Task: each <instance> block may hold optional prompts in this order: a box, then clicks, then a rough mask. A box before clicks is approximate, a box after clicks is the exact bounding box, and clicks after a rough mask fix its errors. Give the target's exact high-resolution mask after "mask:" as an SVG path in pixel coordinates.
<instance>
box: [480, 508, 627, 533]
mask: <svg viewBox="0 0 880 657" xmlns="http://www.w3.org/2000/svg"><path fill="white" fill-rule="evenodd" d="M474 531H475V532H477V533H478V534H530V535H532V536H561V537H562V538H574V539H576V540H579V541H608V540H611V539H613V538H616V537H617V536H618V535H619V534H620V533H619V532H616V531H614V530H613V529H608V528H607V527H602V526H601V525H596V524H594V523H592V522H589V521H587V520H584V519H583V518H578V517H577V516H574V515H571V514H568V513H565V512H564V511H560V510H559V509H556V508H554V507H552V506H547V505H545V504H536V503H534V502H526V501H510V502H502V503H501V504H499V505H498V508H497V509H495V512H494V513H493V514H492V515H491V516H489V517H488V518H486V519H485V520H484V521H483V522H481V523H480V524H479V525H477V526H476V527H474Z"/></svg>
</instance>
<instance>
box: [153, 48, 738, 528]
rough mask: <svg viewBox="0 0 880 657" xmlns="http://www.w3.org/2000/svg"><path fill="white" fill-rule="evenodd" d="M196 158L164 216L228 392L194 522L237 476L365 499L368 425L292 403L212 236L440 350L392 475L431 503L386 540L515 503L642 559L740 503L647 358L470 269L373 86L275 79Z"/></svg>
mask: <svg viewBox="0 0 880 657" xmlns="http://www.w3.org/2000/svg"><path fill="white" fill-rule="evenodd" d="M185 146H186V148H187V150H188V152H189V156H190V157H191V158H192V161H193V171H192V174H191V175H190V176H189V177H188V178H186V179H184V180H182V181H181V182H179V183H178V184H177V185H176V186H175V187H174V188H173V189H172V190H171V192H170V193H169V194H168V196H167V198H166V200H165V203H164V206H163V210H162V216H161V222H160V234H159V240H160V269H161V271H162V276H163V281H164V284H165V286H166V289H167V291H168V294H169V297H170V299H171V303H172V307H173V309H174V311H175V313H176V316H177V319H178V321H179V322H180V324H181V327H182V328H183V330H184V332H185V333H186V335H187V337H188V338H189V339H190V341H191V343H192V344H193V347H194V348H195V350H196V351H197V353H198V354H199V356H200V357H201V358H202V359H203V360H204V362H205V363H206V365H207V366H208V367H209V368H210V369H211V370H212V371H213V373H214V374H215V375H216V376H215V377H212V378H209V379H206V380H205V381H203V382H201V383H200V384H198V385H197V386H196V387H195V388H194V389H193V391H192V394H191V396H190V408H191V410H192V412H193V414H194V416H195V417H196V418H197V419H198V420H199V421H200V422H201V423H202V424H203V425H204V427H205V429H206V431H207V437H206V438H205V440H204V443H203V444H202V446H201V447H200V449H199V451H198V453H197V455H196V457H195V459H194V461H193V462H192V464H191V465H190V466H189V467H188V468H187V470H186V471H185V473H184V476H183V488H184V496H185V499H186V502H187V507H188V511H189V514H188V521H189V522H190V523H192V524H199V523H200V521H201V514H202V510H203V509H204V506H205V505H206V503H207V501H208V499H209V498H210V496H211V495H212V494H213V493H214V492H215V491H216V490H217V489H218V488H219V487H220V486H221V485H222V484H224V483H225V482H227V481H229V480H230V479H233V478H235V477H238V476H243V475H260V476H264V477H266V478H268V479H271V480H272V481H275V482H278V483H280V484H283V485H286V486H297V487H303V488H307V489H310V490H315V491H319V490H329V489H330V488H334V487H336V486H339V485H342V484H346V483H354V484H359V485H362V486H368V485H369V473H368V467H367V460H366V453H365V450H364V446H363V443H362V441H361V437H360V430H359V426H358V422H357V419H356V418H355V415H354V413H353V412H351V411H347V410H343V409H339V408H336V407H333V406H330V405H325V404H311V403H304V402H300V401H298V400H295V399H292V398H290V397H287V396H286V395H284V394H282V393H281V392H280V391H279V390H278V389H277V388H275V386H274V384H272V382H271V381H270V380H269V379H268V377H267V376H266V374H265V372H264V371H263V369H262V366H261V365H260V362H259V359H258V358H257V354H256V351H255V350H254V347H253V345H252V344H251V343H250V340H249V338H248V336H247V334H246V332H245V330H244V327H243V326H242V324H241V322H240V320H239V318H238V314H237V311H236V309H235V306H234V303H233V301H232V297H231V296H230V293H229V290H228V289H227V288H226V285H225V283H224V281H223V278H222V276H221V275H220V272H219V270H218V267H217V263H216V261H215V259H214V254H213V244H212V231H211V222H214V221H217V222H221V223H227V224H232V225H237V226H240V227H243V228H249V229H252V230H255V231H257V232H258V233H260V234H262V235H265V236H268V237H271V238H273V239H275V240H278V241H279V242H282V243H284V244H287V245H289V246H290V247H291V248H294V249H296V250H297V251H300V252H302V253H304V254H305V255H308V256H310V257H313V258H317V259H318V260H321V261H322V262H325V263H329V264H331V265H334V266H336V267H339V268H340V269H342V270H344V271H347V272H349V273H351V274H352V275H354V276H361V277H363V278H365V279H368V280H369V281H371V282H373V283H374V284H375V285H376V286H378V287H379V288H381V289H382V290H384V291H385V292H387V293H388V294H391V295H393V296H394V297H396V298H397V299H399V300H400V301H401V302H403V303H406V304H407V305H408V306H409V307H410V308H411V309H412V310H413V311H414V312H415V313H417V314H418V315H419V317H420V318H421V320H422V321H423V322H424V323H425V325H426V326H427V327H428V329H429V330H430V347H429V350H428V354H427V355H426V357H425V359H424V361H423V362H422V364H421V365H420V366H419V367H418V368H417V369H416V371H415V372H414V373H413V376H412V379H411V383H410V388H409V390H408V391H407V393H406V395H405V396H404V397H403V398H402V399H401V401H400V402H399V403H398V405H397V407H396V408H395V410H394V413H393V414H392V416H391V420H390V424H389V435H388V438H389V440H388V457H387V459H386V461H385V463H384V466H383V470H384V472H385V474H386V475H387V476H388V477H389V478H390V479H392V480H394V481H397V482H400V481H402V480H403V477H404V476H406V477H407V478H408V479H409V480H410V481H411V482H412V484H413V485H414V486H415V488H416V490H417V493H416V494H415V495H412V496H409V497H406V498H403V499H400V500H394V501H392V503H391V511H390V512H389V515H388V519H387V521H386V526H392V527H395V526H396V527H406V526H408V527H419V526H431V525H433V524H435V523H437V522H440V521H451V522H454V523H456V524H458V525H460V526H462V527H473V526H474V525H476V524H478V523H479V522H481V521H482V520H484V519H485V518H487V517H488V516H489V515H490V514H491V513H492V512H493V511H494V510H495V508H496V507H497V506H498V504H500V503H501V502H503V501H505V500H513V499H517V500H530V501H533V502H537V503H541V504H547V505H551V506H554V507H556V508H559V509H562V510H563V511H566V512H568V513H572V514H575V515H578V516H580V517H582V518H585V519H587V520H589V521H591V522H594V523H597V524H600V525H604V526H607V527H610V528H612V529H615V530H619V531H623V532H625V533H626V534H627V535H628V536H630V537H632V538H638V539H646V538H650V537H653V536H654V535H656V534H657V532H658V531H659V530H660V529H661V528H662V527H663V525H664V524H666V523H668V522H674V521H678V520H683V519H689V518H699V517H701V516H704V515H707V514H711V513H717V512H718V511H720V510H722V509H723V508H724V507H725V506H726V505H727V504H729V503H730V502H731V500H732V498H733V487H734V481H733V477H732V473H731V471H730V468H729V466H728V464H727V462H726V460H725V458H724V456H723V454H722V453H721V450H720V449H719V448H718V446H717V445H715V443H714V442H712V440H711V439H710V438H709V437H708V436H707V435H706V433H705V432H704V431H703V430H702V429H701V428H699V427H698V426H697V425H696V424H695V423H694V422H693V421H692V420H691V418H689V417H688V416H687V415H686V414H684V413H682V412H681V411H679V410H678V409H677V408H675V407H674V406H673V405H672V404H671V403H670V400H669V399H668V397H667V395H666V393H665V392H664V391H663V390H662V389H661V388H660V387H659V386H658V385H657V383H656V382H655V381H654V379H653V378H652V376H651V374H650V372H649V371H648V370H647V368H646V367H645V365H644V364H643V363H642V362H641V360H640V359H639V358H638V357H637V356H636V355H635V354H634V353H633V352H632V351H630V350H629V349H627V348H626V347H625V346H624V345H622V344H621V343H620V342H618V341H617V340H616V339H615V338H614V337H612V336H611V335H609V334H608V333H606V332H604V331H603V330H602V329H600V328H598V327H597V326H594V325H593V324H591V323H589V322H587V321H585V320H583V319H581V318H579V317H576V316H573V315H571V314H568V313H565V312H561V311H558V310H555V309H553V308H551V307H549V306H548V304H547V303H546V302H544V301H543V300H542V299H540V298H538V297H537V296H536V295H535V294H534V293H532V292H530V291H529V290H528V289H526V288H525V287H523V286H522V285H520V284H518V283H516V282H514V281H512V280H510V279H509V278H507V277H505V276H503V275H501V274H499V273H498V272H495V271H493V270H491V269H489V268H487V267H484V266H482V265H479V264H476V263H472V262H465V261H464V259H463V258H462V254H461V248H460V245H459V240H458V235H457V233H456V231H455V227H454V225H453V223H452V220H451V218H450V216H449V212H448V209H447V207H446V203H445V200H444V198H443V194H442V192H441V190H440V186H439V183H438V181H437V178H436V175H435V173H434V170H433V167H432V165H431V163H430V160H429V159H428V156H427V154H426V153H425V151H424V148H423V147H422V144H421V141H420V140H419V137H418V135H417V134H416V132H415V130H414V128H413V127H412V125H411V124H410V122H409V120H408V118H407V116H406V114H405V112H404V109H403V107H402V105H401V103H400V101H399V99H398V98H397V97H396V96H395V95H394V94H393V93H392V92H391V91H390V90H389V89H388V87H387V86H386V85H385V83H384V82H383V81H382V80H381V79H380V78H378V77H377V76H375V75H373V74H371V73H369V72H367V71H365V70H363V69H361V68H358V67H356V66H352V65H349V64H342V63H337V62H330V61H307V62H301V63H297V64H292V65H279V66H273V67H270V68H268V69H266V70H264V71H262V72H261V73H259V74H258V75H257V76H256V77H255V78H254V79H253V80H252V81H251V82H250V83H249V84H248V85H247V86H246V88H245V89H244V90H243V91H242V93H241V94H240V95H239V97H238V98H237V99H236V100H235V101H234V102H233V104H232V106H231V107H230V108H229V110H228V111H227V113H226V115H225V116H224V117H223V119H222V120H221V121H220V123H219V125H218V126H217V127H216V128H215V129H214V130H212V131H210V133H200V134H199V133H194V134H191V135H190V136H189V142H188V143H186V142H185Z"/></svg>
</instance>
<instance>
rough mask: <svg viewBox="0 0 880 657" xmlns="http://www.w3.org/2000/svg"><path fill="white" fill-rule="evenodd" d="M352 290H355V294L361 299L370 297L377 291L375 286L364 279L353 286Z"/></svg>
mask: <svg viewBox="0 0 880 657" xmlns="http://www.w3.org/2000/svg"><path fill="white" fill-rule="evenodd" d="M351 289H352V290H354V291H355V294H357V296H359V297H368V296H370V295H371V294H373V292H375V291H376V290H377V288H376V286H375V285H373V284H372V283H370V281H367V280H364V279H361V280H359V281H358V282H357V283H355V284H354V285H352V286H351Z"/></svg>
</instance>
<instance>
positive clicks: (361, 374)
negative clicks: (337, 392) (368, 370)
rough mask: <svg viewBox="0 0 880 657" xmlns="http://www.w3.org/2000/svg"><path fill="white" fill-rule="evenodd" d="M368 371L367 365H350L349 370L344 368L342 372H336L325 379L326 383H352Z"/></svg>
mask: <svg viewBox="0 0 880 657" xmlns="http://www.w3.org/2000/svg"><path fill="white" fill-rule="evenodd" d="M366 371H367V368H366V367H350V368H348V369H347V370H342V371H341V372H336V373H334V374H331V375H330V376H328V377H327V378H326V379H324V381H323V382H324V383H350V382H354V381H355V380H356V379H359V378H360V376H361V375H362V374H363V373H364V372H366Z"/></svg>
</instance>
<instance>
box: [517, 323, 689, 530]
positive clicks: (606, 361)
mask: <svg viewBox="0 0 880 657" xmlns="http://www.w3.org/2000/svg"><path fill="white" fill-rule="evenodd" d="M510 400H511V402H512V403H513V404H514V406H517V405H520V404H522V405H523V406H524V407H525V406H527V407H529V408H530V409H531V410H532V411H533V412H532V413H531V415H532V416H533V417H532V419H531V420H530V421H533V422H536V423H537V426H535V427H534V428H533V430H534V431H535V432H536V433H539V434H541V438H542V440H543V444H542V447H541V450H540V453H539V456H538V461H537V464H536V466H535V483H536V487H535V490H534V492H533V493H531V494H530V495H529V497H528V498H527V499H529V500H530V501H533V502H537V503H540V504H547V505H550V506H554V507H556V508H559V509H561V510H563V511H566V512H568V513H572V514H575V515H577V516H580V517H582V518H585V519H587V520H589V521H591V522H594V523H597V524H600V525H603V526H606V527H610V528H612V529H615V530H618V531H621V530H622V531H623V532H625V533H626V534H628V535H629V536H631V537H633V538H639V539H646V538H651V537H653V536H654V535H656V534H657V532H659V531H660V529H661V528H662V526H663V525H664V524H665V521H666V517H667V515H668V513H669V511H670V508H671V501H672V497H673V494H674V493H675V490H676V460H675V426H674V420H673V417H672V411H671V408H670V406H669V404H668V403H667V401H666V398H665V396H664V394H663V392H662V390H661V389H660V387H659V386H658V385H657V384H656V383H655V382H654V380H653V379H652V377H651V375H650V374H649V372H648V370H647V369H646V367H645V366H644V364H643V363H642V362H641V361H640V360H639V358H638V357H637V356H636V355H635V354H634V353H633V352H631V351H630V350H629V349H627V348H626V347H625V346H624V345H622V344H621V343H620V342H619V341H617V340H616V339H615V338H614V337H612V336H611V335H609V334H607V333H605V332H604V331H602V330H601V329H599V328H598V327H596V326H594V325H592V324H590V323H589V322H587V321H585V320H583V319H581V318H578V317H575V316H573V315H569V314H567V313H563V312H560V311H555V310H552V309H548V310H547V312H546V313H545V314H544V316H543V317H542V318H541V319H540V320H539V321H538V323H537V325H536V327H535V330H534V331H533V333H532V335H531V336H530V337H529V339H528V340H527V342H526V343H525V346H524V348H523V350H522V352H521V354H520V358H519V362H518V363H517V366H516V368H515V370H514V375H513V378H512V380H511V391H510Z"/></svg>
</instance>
▬▬▬
Copy, please, every line from the start of the entries down to the line that holds "box: [153, 48, 738, 528]", with both of those lines included and no others.

_Answer section_
Task: each <instance> block may hold optional prompts in this order: a box, then clicks, then a rough mask. A box before clicks is approximate, a box after clicks is the exact bounding box, and clicks after a rough mask fix its errors. Give the target's exact high-resolution mask after "mask:" as an SVG path in pixel coordinates.
<instance>
box: [480, 508, 627, 533]
mask: <svg viewBox="0 0 880 657" xmlns="http://www.w3.org/2000/svg"><path fill="white" fill-rule="evenodd" d="M474 531H475V532H477V533H478V534H530V535H532V536H561V537H562V538H574V539H576V540H579V541H608V540H611V539H613V538H616V537H617V536H618V535H619V534H620V533H619V532H616V531H614V530H613V529H608V528H607V527H602V526H601V525H596V524H594V523H592V522H589V521H587V520H584V519H583V518H578V517H577V516H574V515H571V514H568V513H565V512H564V511H560V510H559V509H556V508H554V507H552V506H547V505H545V504H536V503H534V502H526V501H510V502H502V503H501V504H499V505H498V508H497V509H495V512H494V513H493V514H492V515H491V516H489V517H488V518H486V519H485V520H484V521H483V522H481V523H480V524H479V525H477V526H476V527H474Z"/></svg>
</instance>
<instance>
box: [153, 48, 738, 528]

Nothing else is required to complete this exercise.